#### [What you have to do]
Go to the line containing "Given the photograph below" in the material below. From there to the end, retype every line exactly and drop the pictures.

#### [Entries shown]
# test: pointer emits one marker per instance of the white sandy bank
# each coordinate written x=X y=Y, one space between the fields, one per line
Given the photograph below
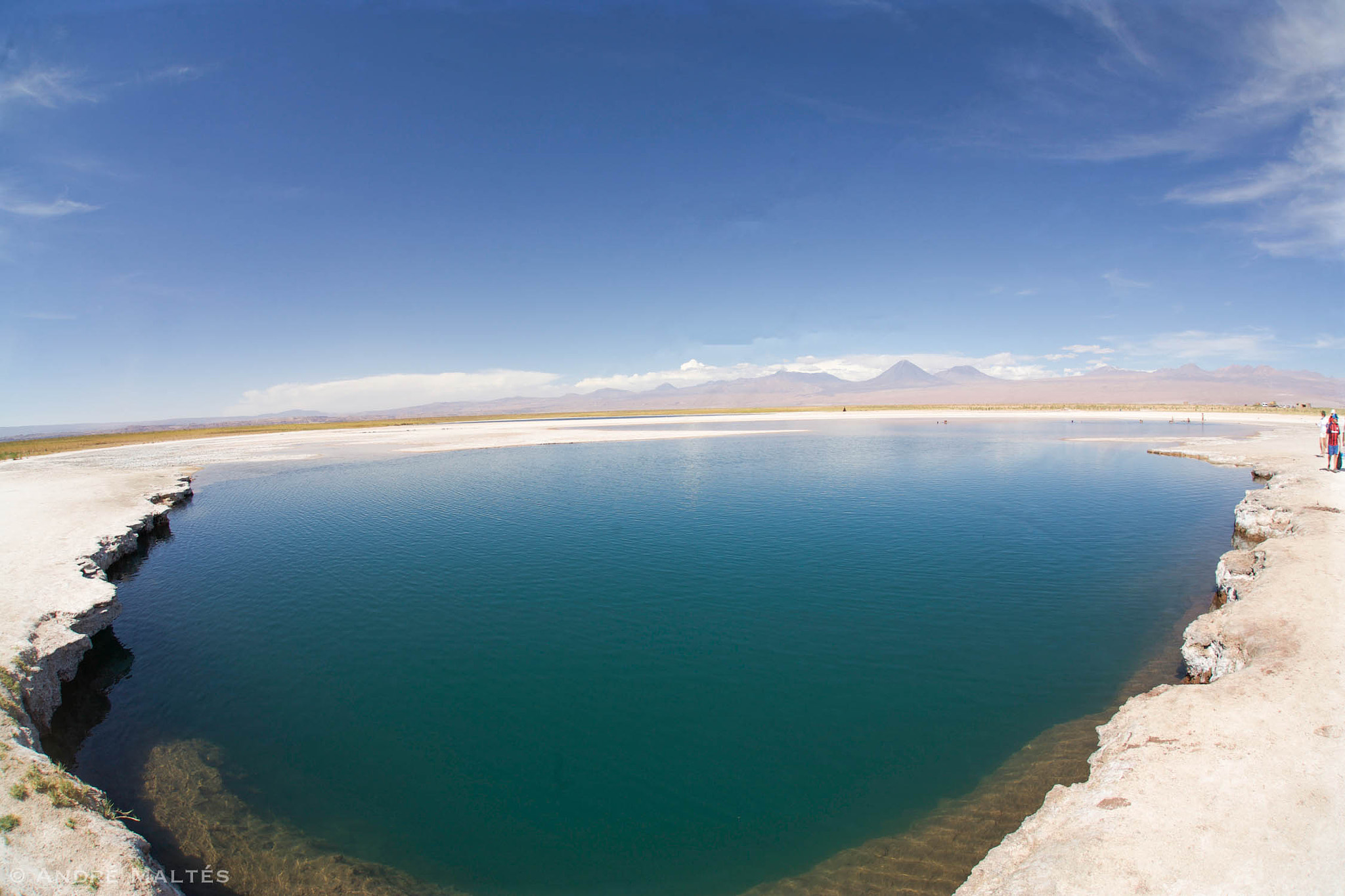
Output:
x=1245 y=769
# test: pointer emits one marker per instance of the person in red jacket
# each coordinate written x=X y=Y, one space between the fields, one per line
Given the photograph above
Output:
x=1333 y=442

#### [Task solution]
Given the photograph below
Output:
x=1245 y=769
# test: pointer emits one marker per instance of the person in red jacket
# each coordinate written x=X y=Y, one space between the fields, one per line
Given the photograph above
Output:
x=1333 y=442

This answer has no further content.